▶ [GOAL OF THE EXERCISE] Pick up the personal reflection below on the end of a friendship and continue it from its last sentence.

▶ [TEXT EXCERPT]
Reflecting On Who I Am

Everyday that passes that my ex best friend is no longer in my life, I can find qualities in myself that I never knew I had or payed any attention to. Even though conversations evolved around a lot of what I had to say (because she was always the quiet one), a lot of the situations evovled around her. I tried my hardest to always help her. I really did, but she was so pesimistic that it began to grow extremely exhausting. Anything I had to say no matter mattered, even if it was to encourage her. It started with a situation with her dad and then lead down to problems with her mom's boyfriend and then her sister being diagnosed with ADHD and what-not. A lot was always going through her head and anything I said wasn't really accounted for. I know she cared somewhere in that head of hers, but she let her problems control her life way too much. Because of everything that had happened she didn't want to take risks, she didn't want to speak her opinion, and she never did anything agaisnt the grain ~ opposite of me. Since I have always been in the spot of trying to make her happy and trying to fix our friendship, I've never really paid any attention to me. I'm not going to lie, I talk about myself and what I'm going through a lot, but I always give room for other people to talk and I always try to give my best advice and share what I have gone through and hope that it may help them. It came to the point where she stopped talking about her problems and anything like that to me. So I just talked and talked not ever knowing what to say anymore because she never had anything to say back. That's when everything began to tumble downhill, I think.

Since she and I broke off our friendship, I feel more confident in myself. I'm not even sure how or why, because I've always been more confident than her (even she will admit that) and more bold. But now I feel powerful and great. I know this sounds mean but some days in class, I just look at her and feel pity for her. She's so caught up in what everyone things and what everyone says about her that she doesn't ever dress the way she wants. She doesn't ever do the things she wants to do. She never goes agaisnt the grain. And seeing her so shameful like that makes me feel really good. If that's mean, I'm sorry, but it really does. I don't have her anymore telling me I'm not good enough. Telling me that she always thought she was smarter than me. More decent than me. More clean and well behaved than me. She didn't always directly say that to me, but she always acted like it. "Well atleast I've never had s3x." "Well atleast I never failed a test".......But this year, my grades are all A's and B's and I have one petty little C in stupid geometry. xD. Who's stupid? Well, I am...in geometry XD. NO, a C isn't too bad. It could be worse. *shudders*

Right as the swirling pit of fighting and hate started, I learned from our friend Savannah that she never wanted to hang out with me. She never wanted me to hang out with the 2 of them. One day, Savannah was talking about how excited she was that she and I were going to hang out after school and go shopping (for HER BIRTHDAY/CHRISTMAS present) and she turned around and looked at Savannah and told her to shut up and not talk about it anymore or she'd slap her. IDK WHAT THE HELL I DID WRONG TO HER TO START WITH!!!! I know I'm not perfect, in fact I am NO WHERE NEAR perfect, but who the hell is? But she never told me what I ever did to her to deserve to be left out and treated like complete and total crap. Honestly. So that's why I decided that this friendship wasn't even worth my time anymore. Not one single bit.

[Referring expression grounding data]
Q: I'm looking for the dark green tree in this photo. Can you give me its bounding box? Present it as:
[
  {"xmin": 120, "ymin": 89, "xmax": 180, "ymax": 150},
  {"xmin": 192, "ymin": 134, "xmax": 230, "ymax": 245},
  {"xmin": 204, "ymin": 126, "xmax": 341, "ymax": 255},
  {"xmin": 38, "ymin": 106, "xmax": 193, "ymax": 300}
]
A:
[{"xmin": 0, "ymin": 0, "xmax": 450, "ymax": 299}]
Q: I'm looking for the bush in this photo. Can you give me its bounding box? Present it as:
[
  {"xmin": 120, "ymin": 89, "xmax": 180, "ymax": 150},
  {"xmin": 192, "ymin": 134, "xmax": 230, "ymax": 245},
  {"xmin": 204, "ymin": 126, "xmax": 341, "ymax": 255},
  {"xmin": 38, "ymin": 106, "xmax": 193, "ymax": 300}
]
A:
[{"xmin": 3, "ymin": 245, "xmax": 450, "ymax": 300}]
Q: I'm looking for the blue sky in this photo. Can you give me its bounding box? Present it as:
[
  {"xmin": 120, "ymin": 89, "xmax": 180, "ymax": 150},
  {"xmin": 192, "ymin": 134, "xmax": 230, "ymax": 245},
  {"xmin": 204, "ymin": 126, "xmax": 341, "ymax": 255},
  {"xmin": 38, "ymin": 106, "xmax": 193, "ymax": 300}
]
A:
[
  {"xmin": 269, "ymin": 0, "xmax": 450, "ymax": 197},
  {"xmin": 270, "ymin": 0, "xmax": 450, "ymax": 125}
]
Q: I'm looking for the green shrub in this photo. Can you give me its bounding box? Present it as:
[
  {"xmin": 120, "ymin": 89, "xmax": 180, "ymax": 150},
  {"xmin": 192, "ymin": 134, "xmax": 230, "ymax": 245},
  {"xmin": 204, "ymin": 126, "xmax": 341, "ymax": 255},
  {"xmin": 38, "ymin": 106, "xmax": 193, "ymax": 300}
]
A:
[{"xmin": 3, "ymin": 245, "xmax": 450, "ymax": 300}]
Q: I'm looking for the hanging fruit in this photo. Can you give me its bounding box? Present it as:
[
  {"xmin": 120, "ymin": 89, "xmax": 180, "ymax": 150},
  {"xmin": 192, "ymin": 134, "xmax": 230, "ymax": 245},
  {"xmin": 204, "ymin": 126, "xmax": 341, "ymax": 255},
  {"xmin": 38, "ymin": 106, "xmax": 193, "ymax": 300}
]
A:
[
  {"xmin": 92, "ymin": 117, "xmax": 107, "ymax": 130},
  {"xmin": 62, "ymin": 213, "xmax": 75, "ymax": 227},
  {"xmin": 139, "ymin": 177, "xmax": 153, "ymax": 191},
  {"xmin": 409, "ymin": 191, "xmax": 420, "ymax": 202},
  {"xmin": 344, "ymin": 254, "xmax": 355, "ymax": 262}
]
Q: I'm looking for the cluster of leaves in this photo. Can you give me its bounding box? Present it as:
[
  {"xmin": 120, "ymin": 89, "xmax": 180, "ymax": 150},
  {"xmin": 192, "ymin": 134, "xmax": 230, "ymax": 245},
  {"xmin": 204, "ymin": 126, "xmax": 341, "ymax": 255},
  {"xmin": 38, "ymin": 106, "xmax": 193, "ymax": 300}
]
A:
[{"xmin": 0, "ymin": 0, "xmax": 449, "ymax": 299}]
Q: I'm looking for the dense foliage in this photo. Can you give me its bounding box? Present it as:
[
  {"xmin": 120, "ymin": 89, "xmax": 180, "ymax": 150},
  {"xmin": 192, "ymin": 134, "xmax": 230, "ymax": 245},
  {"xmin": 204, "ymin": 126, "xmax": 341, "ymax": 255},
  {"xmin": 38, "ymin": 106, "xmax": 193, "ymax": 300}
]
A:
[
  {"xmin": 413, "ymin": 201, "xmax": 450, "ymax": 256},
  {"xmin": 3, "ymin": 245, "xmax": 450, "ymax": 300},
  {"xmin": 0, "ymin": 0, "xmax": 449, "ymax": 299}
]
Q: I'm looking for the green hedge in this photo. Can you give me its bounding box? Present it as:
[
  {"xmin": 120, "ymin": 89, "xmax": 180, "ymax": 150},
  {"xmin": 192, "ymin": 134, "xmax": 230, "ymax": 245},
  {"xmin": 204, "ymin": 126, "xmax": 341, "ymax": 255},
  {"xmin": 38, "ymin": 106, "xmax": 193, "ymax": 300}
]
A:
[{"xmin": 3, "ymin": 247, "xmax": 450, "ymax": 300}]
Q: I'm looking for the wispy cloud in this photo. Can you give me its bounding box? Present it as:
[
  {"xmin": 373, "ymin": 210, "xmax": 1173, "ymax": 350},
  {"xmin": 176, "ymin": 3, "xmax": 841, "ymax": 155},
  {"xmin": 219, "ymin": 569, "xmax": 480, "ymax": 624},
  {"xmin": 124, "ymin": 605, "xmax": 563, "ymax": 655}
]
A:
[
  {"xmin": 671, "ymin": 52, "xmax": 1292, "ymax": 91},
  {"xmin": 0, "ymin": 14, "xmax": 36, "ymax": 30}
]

▶ [WRITTEN RESPONSE]
Even though I feel really lonely in school and no one really gets me due to my different and strange interest (well strange to them), I am glad I made the choice to end the friendship. I have so much going for me. I am working really hard to have great amazing grades and working hard at work to save up for college and other responsibilities that have. And again, this may sound mean, but while I'm out doing all of this, there she is being pampered by her family. Almost $100 everytime she babysat. She said she doesn't want a fast food job, because "it's not for her". Well suck it up, sunshine, because the world isn't dedicated to you. Not every parent saves up money for their kids to go to college. Not every parent buys them all of their kids' clothes, shoes, games, ect. So keep it up, Mrs. "Im resposible and I work hard". Let's see how far your family babysitting gig and mommy dearest buying you everything you want will get you in life, because it's not going to last forever. Maybe lifting a muscle and doing some labor will do ya some good!

LOL Omg sorry. Now that's out of my system I just want to say:

"I LOVE YOU LIFE!"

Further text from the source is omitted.